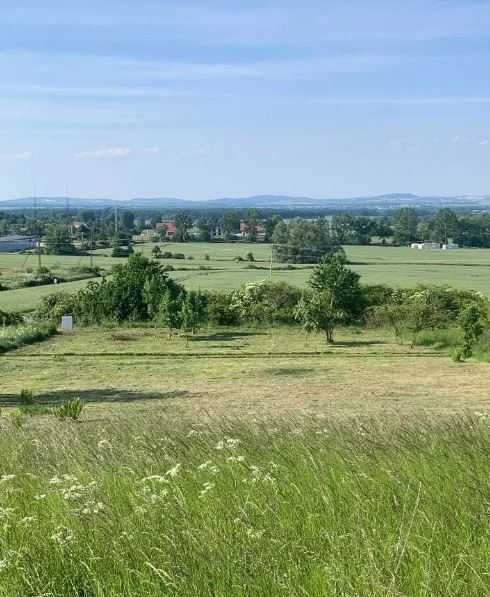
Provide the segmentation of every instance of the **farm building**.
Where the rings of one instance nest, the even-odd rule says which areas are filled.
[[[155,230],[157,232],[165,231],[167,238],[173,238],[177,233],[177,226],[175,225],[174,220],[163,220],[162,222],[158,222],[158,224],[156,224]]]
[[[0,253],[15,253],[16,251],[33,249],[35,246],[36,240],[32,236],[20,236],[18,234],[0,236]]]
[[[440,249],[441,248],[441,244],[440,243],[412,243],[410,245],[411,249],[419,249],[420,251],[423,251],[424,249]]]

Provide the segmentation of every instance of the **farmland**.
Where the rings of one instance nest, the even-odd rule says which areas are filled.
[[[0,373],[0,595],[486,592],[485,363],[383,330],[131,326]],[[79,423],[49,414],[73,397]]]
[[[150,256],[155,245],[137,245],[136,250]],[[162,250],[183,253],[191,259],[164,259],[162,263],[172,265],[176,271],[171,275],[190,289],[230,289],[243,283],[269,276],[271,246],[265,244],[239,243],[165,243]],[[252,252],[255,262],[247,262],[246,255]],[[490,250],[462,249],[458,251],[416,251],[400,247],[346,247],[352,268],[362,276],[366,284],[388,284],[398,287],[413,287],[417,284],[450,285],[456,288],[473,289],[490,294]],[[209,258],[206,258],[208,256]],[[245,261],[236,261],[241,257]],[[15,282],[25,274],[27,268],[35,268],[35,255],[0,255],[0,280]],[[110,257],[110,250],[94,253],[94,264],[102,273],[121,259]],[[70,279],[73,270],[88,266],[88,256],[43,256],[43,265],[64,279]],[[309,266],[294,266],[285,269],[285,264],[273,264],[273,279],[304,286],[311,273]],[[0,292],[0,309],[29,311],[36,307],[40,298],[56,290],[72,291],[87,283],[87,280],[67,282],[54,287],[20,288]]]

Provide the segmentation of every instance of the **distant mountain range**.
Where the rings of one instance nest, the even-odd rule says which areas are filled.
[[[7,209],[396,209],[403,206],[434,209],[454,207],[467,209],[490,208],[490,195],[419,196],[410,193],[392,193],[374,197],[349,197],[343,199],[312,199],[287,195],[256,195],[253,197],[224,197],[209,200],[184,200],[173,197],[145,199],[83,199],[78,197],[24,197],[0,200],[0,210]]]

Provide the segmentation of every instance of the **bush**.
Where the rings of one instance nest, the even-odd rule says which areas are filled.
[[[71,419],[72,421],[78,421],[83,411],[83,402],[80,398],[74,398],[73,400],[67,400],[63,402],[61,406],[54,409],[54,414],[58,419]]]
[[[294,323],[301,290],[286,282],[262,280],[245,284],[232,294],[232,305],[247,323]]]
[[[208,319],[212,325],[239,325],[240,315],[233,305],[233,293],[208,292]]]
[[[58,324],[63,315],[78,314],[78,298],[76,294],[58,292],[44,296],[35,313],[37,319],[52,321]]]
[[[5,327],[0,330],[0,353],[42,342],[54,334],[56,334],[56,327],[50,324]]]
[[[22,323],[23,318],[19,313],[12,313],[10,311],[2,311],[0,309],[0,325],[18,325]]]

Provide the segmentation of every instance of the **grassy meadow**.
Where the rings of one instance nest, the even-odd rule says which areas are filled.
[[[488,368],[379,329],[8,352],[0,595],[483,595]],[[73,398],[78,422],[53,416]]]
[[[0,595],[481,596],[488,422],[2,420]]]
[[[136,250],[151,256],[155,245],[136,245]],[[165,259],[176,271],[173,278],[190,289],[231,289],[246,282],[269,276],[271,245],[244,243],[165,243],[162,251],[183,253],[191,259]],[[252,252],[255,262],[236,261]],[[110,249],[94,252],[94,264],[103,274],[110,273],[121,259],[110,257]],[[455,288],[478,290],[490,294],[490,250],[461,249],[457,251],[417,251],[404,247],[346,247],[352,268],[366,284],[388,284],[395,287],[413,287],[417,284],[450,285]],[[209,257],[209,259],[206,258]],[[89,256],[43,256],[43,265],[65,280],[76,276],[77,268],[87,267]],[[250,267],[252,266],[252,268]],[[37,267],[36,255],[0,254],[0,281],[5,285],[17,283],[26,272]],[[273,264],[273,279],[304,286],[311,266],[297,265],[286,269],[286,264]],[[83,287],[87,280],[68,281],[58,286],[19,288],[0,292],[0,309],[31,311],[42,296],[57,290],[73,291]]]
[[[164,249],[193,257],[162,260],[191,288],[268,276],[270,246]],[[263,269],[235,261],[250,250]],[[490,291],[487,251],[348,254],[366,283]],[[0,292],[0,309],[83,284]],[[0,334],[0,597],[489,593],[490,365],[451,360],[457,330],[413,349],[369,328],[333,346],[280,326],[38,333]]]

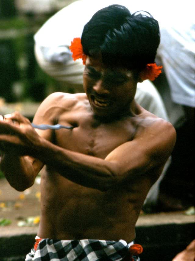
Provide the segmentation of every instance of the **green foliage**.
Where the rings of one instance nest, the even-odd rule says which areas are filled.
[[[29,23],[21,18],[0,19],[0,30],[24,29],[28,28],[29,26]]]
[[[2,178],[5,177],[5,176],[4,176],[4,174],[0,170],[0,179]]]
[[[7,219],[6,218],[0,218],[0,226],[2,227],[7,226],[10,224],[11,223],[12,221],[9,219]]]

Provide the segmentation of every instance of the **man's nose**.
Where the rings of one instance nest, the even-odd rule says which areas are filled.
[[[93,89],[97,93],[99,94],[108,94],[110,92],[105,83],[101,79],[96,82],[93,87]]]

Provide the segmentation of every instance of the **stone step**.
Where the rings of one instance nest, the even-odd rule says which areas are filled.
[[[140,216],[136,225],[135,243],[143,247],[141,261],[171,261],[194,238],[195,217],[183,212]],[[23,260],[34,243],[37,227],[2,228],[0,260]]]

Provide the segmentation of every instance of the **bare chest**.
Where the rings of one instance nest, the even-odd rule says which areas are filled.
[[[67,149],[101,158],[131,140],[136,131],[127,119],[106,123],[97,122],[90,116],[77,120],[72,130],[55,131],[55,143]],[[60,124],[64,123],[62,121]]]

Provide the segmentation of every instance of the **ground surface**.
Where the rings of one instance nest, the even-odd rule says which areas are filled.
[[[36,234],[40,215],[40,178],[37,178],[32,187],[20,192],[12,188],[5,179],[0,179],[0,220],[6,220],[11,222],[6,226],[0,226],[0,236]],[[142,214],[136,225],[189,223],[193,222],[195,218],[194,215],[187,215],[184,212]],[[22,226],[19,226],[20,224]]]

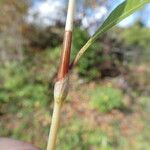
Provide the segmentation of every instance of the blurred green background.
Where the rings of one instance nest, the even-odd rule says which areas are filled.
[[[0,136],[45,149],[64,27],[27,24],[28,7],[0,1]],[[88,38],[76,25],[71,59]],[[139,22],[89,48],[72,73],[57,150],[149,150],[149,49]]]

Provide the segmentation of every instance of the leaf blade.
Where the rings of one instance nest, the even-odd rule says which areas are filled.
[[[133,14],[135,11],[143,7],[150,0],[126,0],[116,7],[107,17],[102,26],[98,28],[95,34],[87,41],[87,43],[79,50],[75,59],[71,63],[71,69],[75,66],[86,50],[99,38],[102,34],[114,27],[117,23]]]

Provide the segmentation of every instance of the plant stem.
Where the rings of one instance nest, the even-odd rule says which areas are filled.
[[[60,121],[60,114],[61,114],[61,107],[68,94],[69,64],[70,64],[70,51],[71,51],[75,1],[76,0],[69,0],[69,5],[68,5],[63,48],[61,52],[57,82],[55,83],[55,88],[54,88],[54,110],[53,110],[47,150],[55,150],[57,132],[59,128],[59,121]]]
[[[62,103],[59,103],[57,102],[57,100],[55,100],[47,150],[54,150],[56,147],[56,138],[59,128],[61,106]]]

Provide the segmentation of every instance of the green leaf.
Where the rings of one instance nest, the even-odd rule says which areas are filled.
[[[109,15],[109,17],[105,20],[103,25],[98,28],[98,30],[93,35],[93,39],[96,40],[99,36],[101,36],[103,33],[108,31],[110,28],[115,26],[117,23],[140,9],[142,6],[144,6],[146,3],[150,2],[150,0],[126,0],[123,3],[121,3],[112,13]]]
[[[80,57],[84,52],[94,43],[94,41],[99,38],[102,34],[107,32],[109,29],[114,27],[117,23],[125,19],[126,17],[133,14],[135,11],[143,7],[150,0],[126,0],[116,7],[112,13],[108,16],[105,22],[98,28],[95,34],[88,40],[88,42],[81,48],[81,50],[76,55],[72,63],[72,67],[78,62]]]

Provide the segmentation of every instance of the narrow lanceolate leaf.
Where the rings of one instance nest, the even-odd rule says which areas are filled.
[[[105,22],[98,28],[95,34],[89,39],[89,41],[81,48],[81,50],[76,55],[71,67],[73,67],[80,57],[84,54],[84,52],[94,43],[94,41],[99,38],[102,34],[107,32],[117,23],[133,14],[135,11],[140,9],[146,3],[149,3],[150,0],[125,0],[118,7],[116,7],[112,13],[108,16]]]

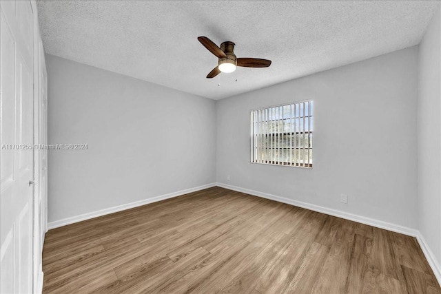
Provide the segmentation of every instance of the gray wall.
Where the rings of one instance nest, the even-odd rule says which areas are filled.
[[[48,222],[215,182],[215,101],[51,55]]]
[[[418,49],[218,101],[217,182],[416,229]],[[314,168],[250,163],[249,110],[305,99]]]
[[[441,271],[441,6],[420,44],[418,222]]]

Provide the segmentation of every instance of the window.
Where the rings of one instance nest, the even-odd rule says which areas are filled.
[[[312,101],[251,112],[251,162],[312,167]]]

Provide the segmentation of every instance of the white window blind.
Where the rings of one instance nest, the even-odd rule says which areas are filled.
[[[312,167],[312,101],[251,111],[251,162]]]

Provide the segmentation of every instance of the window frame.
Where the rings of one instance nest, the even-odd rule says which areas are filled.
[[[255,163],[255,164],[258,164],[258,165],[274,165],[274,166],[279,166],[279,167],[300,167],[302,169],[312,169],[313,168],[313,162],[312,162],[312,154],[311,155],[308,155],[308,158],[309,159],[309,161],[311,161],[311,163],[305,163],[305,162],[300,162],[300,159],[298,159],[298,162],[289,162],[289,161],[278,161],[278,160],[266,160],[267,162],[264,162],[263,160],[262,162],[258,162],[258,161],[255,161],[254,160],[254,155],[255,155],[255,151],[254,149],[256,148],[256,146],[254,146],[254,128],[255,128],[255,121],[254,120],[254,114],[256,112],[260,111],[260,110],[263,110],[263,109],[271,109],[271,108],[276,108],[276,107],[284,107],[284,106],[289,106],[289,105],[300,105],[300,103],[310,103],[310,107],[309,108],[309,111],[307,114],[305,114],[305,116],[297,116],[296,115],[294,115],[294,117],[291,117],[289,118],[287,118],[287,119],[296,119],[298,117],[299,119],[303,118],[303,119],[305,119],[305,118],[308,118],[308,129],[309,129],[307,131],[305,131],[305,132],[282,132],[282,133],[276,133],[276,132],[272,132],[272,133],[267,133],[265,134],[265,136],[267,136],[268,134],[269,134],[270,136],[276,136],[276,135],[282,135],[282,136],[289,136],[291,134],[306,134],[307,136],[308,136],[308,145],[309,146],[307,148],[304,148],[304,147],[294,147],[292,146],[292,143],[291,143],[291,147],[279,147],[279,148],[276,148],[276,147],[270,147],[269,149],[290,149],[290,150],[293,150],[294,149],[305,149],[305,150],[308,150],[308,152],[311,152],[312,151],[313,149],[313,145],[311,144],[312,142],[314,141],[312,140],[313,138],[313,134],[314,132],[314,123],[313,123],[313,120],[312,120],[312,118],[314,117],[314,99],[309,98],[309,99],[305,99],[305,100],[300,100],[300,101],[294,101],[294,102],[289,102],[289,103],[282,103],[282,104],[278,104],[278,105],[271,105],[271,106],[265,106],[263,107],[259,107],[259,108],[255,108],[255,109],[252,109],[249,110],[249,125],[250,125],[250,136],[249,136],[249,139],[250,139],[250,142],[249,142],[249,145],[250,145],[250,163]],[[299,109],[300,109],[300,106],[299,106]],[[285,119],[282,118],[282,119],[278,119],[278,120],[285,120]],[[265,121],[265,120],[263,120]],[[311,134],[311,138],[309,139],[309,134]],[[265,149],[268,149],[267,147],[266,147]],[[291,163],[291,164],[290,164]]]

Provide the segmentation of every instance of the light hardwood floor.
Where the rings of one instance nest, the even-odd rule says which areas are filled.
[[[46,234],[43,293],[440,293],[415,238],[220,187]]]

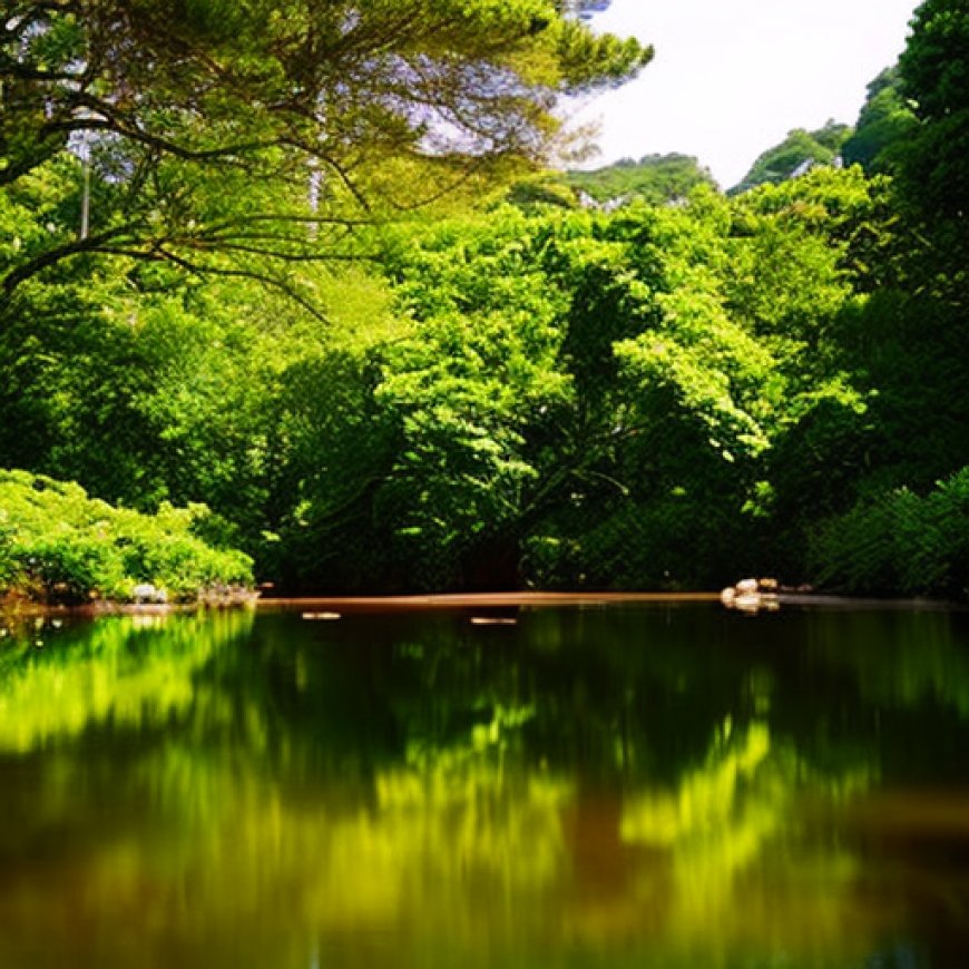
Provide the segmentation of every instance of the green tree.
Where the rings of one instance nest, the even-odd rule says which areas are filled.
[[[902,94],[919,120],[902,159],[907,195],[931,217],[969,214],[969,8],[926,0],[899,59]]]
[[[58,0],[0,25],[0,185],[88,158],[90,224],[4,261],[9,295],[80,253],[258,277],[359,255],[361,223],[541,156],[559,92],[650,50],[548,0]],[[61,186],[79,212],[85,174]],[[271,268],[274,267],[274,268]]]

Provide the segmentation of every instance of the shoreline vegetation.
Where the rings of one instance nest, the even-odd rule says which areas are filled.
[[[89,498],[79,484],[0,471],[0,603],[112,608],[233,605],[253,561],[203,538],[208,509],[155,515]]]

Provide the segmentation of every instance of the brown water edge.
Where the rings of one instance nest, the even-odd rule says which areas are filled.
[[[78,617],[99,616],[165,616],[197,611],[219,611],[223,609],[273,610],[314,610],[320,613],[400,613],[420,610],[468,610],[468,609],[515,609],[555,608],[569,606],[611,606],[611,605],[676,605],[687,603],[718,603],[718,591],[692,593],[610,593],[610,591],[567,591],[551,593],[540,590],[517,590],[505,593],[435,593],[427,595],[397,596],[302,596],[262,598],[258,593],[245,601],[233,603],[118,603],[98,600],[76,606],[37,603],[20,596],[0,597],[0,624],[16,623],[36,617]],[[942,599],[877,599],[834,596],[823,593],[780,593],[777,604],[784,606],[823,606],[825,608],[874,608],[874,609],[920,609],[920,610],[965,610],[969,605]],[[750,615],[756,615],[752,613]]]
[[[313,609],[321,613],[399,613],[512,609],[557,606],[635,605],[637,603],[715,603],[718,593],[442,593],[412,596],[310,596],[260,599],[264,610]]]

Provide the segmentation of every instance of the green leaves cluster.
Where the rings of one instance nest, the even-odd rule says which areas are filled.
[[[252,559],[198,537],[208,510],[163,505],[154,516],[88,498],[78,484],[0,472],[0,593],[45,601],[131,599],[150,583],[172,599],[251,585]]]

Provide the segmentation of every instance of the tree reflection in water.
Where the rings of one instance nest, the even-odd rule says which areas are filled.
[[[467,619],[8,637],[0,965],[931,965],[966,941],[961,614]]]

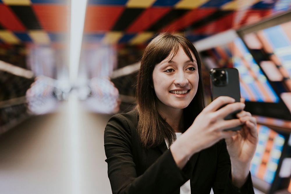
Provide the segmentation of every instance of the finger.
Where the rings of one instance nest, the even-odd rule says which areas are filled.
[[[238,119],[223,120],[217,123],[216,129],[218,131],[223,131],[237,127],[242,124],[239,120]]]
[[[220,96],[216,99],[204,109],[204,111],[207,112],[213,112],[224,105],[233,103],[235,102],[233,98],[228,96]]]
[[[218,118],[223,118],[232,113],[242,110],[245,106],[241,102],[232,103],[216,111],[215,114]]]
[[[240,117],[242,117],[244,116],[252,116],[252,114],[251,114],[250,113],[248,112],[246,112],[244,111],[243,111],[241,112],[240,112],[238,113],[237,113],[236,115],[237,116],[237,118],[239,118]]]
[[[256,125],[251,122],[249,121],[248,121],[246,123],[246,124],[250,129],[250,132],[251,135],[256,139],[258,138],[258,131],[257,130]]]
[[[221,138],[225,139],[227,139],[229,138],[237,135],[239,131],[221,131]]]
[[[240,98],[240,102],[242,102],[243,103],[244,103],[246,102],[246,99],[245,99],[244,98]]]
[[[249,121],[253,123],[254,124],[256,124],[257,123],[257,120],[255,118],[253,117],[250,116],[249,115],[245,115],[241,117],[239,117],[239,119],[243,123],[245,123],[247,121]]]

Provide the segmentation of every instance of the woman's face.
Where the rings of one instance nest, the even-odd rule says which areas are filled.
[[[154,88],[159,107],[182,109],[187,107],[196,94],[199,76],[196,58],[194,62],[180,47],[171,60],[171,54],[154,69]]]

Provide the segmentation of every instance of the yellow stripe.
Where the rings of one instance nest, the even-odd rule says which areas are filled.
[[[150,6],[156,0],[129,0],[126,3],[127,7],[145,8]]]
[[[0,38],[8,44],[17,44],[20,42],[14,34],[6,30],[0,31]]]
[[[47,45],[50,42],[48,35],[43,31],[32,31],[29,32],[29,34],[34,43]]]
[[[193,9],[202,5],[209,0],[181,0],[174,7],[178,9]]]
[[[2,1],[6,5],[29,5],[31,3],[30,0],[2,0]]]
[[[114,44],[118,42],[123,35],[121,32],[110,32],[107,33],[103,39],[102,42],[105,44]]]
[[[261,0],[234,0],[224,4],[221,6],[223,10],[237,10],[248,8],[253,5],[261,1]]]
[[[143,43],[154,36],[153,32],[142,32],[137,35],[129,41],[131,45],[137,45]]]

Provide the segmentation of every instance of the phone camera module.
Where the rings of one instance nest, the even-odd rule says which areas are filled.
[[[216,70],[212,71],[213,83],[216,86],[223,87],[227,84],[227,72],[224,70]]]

**Direction**
Repeat, without change, each line of the data above from the one that contains "Provide the segmentation of every instance of the phone" through the final line, counting both.

**Final result**
Provide the segmentation of every instance of the phone camera module.
Where the rings of one instance nest, the even-odd rule says which areas are filled.
[[[216,70],[212,71],[213,83],[216,86],[223,87],[227,84],[227,72],[224,70]]]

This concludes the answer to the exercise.